── Entries

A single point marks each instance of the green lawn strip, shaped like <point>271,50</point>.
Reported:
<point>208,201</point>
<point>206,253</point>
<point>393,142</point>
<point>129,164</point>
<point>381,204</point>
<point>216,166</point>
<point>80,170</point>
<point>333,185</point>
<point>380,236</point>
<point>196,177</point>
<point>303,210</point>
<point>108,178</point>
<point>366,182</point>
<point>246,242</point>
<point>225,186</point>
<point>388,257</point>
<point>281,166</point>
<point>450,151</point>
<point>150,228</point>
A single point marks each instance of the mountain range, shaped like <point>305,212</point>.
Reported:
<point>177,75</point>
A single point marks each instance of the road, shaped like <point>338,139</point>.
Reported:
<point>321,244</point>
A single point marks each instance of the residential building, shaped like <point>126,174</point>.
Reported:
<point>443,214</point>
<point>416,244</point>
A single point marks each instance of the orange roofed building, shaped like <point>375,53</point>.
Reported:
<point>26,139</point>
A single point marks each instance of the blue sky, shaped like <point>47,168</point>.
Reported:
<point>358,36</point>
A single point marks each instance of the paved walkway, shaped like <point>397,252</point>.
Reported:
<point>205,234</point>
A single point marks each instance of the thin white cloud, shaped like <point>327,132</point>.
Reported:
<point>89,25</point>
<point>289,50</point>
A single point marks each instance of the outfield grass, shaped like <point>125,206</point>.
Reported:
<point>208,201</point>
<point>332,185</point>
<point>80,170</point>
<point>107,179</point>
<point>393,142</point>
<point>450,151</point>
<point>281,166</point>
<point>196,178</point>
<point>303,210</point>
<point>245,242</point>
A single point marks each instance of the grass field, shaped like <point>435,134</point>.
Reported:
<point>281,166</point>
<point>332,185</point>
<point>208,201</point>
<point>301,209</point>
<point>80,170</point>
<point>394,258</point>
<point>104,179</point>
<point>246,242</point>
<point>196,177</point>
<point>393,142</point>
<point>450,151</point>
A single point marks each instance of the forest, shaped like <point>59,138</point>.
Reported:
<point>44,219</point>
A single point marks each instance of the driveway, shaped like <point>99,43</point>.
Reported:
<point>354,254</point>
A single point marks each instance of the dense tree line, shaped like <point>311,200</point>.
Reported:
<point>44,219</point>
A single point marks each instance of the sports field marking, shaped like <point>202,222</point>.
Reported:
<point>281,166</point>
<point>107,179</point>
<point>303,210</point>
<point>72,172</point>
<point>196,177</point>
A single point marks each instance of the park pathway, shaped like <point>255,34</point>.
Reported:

────

(Task to complete): Type the material above out again, exactly.

(Correct response):
A single point marks each instance of the green lawn strip, shaped like <point>271,50</point>.
Reported:
<point>208,201</point>
<point>206,253</point>
<point>393,142</point>
<point>129,164</point>
<point>381,204</point>
<point>216,166</point>
<point>80,170</point>
<point>333,185</point>
<point>380,236</point>
<point>196,177</point>
<point>303,210</point>
<point>108,178</point>
<point>366,182</point>
<point>246,242</point>
<point>225,186</point>
<point>388,257</point>
<point>281,166</point>
<point>450,151</point>
<point>150,228</point>
A single point marks each instance of the mountain range, shaped like <point>305,212</point>.
Reported:
<point>177,75</point>
A single point marks each instance of the road, shaped like <point>338,139</point>.
Reported:
<point>321,244</point>
A single point marks each instance of the residential building, shaped like <point>126,174</point>.
Reported:
<point>443,214</point>
<point>416,244</point>
A single point marks each instance of the orange roofed building, shaped like <point>375,53</point>.
Reported:
<point>26,139</point>
A single point marks each instance of the blue sky, shaped like <point>47,168</point>.
Reported:
<point>358,36</point>
A single point marks each instance of the paved walkway, shaped like <point>397,252</point>.
Reported:
<point>205,234</point>
A single point marks each instance of the thin white cloud, shaped like <point>327,132</point>.
Reported:
<point>89,25</point>
<point>289,50</point>
A single point marks each instance of the outfield grass, shaped like <point>125,206</point>.
Reported:
<point>208,201</point>
<point>332,185</point>
<point>80,170</point>
<point>107,179</point>
<point>393,142</point>
<point>450,151</point>
<point>281,166</point>
<point>196,178</point>
<point>303,210</point>
<point>245,242</point>
A single point marks each instance of the grass field, shaped like <point>435,134</point>.
Reported:
<point>281,166</point>
<point>332,185</point>
<point>208,201</point>
<point>301,209</point>
<point>80,170</point>
<point>394,258</point>
<point>104,179</point>
<point>246,242</point>
<point>196,177</point>
<point>393,142</point>
<point>450,151</point>
A single point marks each instance of the forest, shaped like <point>59,138</point>.
Reported:
<point>44,219</point>
A single point marks each instance of the driveway, shaped like <point>99,43</point>.
Reported:
<point>354,254</point>
A single point marks each instance of the dense tree line, shaped like <point>311,200</point>.
Reported:
<point>44,219</point>
A single point marks each instance of the sports field marking, shaped like <point>202,222</point>.
Reported:
<point>281,166</point>
<point>107,179</point>
<point>303,210</point>
<point>72,172</point>
<point>196,177</point>
A single point marks each instance of the park pathway, shaped like <point>255,34</point>.
Reported:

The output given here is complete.